*Selected excerpt*
____________
Celebrating Earth day, we reached out to local Vancouver sustainable expert Cher Thorsen who used to be a part of the Green Chamber of Commerce in British Columbia and, other than being an active environmental blogger, is also owner of Underables, an online store that sells basics, sleepwear and intimates from ethical, sustainable, and charitable global brands.
Here’s a bit about our interview with Cher in order to understand sustainable brands and how we can create a positive impact on our environment by making meaningful and well-thought investments when we selecting items for the whole family.
APDC: How can we define sustainable wear?
C:”There are many variations of sustainable wear / ethical fashion / slow fashion / sweatshop free – which basically means sourcing sustainably produced fabric made from organic or fast renewable crops; created in a fair-trade or ethically run, safe factory or sewing centre, where the workers are paid above fair wages, with benefits.
____________
*Data section*

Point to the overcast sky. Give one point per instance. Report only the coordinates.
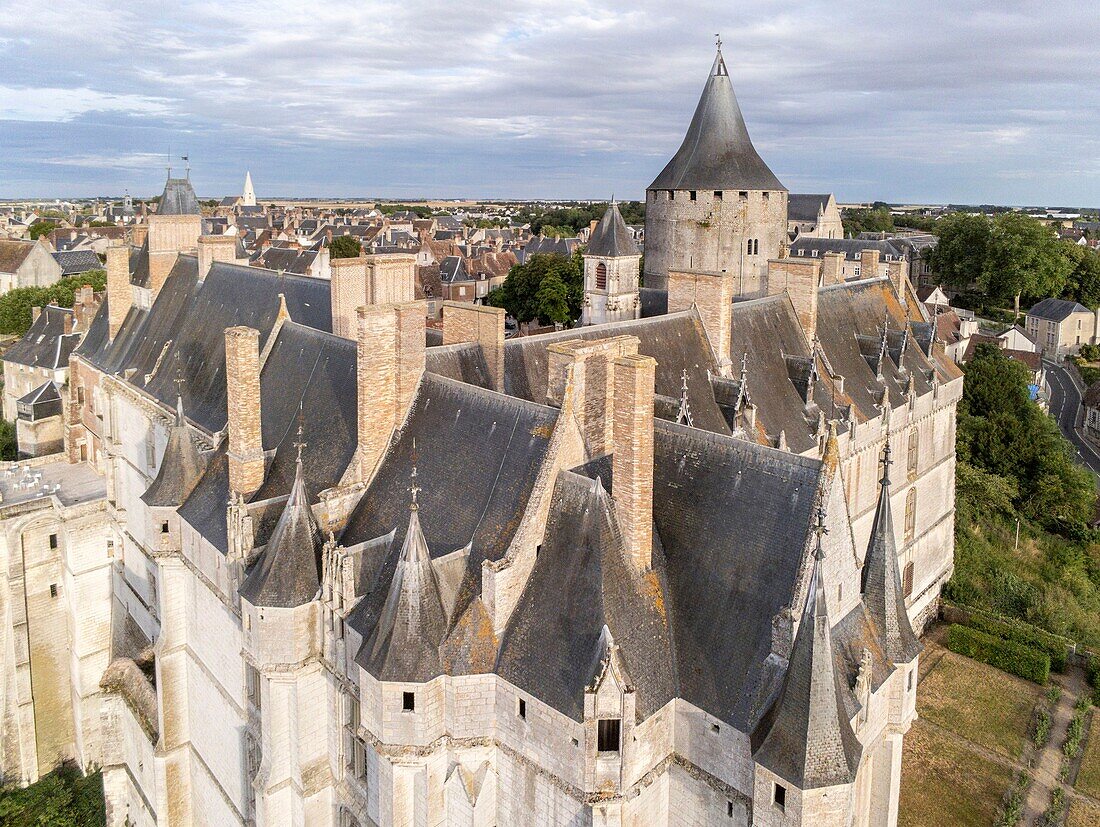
____________
*Problem details*
In the interview excerpt on sustainable wear, what does the online store Underables sell?

*Expected output*
Basics, sleepwear and intimates from ethical, sustainable, and charitable global brands.